En cualquier caso, hablar del rostro sería hablar de lo que nos une a todos y hablar de retrato sería hablar de lo que nos distingue unos de otros. Rostro es lo que tenemos todos, retrato es lo que nos representa de forma individualizada. Hablar del rostro es hablar de todos los rostros, hablar del retrato es hablar de los retratos a los que nos referimos.

El mismísimo Roland Barthes, confundido ante la muerte de su madre, dijo refiriéndose al retrato que Avedon le hiciera a William Casby: “La esencia de la esclavitud se encuentra aquí al desnudo” (Barthes, 1983). Por supuesto que nada hay que objetar respecto a la particular apreciación de Barthes. Podría ser cierto (tanto al menos como en principio podría no serlo) que el fotógrafo ha sabido captar con esta imagen-instantánea todo “eso” que la mayoría de nosotros sólo conocemos a través de la Historia o, en su defecto, a través de las películas americanas que con tanto sentido han sabido “retratar” la historia de los propios americanos.

Sin embargo no deja de ser cierto, también, que Barthes lo tenía más fácil que aquella naturaleza a la que ya casi nadie habla de Usted. Sobre todo si tenemos en cuenta que el retratado es negro y que la fotografía se titula “William Casby nacido esclavo”.

Es decir, a Barthes no debió de serle muy dificultoso ver la esencia de la esclavitud en un retrato titulado de forma tan poco críptica. Al pensar de Barthes, y de innumerables barthesianos, William Casby no pudo ser un exrecolector de caña de azúcar cubano porque su imagen debía representar lo que tan fácilmente vio el mismo Barthes en el retrato, la esencia de la esclavitud.

Quizá el punto de dislocación de un discurso tan ingenuo provenga del hecho de haber analizado el retrato como si estuviera analizando un rostro. Barthes, pues, acomete el análisis a partir de un lapsus que traiciona su propia metodología; un lapsus que se repite a lo largo de todo su influyente libro. Desde el principio de La cámara lúcida Barthes hace gala de su metodología, la que traiciona desde ese mismo principio. Se empeña en decir que no quiere hacer lo que acaba haciendo: Barthes dice querer hablar sólo de la contingencia (del medio fotográfico) y por ello reniega de aspectos como el del arte o la autoría, pero habla y mucho de incontingencias acudiendo a fotos de prestigiosos autores y comentándolas en función de algo tan tipificado (culturalmente) como son los géneros. Barthes quiere hablar de un rostro, pero habla del retrato. Así no sería exacto decir que Barthes se equivocaba, pues su afirmación no dejaba de ser una opinión tan legítima como la de cualquier otro. Pero sería una opinión, eso sí, que posiblemente fuera idéntica a la de todos los millones de posibles espectadores que, sin saber nada de las teorías estructuralistas, tuvieran acceso al pie de foto. Una opinión que sólo en el caso de Barthes habría estado contaminada por un lapsus.

#### Ejercicio propuesto
Indica qué título lleva la fotografía de William Casby según el fragmento.

#### Extractos del material
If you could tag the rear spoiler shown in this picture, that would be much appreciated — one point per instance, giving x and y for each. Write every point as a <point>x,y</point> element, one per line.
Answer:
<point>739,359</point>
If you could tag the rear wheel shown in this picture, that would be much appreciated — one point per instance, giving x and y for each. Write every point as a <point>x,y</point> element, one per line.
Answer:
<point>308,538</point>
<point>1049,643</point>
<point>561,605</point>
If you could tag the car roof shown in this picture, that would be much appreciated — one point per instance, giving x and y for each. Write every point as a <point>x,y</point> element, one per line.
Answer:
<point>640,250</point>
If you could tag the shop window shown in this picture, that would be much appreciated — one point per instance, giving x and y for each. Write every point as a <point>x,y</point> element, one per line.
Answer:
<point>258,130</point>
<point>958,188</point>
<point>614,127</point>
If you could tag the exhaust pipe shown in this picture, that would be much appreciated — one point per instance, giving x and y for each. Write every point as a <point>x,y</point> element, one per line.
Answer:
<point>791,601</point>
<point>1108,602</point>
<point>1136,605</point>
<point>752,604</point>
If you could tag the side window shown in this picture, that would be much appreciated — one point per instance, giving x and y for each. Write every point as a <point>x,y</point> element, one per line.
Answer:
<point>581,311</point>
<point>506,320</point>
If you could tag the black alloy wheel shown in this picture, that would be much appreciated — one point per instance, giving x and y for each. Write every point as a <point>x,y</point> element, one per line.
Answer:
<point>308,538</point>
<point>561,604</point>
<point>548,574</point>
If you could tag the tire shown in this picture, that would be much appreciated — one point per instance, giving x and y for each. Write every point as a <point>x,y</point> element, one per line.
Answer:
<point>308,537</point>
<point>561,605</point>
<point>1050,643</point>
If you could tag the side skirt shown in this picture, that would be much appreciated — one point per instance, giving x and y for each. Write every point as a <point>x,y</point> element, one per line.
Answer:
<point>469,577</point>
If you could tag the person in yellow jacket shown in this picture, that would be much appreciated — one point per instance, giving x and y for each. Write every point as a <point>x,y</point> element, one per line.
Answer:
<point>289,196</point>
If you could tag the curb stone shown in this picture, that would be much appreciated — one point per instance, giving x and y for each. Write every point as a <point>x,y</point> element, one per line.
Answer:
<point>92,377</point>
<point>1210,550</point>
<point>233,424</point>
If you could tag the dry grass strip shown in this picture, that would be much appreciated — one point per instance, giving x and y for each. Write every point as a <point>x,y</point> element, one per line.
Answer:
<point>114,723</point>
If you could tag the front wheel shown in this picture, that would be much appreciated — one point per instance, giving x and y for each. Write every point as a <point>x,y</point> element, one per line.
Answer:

#### Resultado obtenido
La fotografía se titula “William Casby nacido esclavo”.